*** Data section ***

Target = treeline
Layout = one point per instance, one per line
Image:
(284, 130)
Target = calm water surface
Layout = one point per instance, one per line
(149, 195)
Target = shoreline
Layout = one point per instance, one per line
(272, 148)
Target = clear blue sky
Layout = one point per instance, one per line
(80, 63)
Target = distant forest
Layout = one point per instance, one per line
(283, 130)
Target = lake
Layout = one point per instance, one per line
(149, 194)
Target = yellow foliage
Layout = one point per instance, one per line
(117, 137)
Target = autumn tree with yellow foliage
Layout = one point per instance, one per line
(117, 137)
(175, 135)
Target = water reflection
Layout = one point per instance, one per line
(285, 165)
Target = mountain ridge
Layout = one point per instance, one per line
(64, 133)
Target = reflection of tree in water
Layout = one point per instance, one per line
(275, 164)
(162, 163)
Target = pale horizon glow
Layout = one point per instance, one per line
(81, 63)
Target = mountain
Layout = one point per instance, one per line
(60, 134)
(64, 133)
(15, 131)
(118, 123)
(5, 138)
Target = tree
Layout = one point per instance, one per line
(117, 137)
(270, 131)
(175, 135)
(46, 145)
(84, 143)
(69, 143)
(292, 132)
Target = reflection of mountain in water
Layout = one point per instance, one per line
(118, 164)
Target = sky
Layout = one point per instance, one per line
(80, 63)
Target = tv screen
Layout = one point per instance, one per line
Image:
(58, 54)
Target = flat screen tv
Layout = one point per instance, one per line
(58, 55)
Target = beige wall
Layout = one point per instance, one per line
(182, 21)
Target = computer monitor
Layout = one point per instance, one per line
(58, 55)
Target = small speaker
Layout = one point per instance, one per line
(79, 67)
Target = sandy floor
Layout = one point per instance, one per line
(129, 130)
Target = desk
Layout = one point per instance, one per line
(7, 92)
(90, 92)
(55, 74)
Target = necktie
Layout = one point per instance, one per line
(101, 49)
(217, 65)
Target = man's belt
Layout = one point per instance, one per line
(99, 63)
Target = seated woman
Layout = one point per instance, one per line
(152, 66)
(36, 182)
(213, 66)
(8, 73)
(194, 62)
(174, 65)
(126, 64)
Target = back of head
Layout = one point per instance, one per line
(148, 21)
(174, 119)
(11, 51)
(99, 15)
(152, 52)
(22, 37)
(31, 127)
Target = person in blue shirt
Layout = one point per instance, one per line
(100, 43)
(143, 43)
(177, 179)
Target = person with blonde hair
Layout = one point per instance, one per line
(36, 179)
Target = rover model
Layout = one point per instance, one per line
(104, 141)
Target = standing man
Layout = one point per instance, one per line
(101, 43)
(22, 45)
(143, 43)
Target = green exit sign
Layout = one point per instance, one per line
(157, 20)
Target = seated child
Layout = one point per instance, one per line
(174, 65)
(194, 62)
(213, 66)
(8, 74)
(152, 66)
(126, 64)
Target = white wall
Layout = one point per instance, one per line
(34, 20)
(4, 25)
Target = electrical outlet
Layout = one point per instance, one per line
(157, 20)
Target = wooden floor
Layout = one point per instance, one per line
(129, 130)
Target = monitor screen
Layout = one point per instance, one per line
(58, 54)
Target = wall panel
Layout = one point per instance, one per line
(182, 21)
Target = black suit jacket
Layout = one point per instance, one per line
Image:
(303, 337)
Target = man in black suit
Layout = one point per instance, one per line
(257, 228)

*** End of Data section ***

Please repeat the records so that each one reads exactly as it does above.

Target = treeline
Layout = one point per instance, one per line
Image:
(284, 130)
Target = calm water surface
Layout = one point per instance, one per line
(149, 195)
Target = shoreline
Layout = one point per instance, one per line
(272, 148)
Target = clear blue sky
Layout = one point per instance, one per line
(80, 63)
Target = distant forest
Layout = one point per instance, one per line
(283, 130)
Target = lake
Layout = one point per instance, one per line
(149, 194)
Target = yellow foliage
Layout = one point per instance, one per line
(117, 137)
Target = autumn tree with yellow foliage
Layout = one point per instance, one per line
(117, 137)
(175, 135)
Target = water reflection
Layout = one point per instance, one per line
(285, 165)
Target = mountain ridge
Layout = one point per instance, one per line
(64, 133)
Target = reflection of tree in water
Layout = one point per instance, one per line
(275, 164)
(162, 163)
Target = pale horizon glow
Layout = one point per instance, one per line
(81, 63)
Target = mountain
Layout = one point per instance, one per line
(60, 134)
(64, 133)
(15, 131)
(118, 123)
(5, 138)
Target = tree
Layout = one point per instance, one per line
(117, 137)
(270, 131)
(175, 135)
(46, 145)
(84, 143)
(69, 143)
(292, 132)
Target = reflection of mountain in water
Layout = one point per instance, one per line
(118, 164)
Target = sky
Layout = one point per instance, one per line
(80, 63)
Target = tv screen
Layout = one point per instance, one per line
Image:
(58, 54)
Target = flat screen tv
Layout = one point per instance, one per line
(58, 55)
Target = beige wall
Layout = one point per instance, one per line
(182, 21)
Target = computer monitor
Layout = one point per instance, one per line
(58, 55)
Target = small speaker
Layout = one point per instance, one per line
(79, 67)
Target = sandy floor
Layout = one point per instance, one per line
(129, 130)
Target = desk
Layout = one point per instance, one per line
(7, 92)
(90, 92)
(55, 74)
Target = necktie
Layout = one point per instance, one per line
(101, 49)
(217, 65)
Target = man's belt
Layout = one point per instance, one per line
(99, 63)
Target = seated woman
Layout = one point per instance, one per line
(152, 66)
(36, 182)
(213, 66)
(8, 73)
(194, 62)
(174, 65)
(126, 64)
Target = back of head
Layout = one point per instance, one per line
(148, 21)
(174, 119)
(11, 51)
(99, 15)
(152, 52)
(22, 37)
(31, 127)
Target = person in blue shirt
Layout = one point per instance, one per line
(100, 43)
(143, 43)
(177, 179)
Target = person with blonde hair
Layout = one point per instance, one per line
(36, 179)
Target = rover model
Layout = one point per instance, one per line
(104, 141)
Target = standing man
Layout = one point per instance, one per line
(101, 43)
(22, 45)
(143, 43)
Target = green exit sign
Layout = one point per instance, one per line
(157, 20)
Target = seated child
Layout = one point per instance, one per line
(174, 65)
(194, 62)
(213, 66)
(8, 74)
(152, 66)
(126, 64)
Target = white wall
Layout = one point per instance, one per line
(34, 20)
(4, 25)
Target = electrical outlet
Layout = one point per instance, one per line
(157, 20)
Target = wooden floor
Layout = one point per instance, one per line
(129, 130)
Target = monitor screen
Layout = one point per instance, one per line
(58, 54)
Target = wall panel
Layout = one point per instance, one per line
(182, 21)
Target = black suit jacket
Layout = one point per instance, one per line
Image:
(303, 337)
Target = man in black suit
Layout = one point per instance, one per line
(257, 228)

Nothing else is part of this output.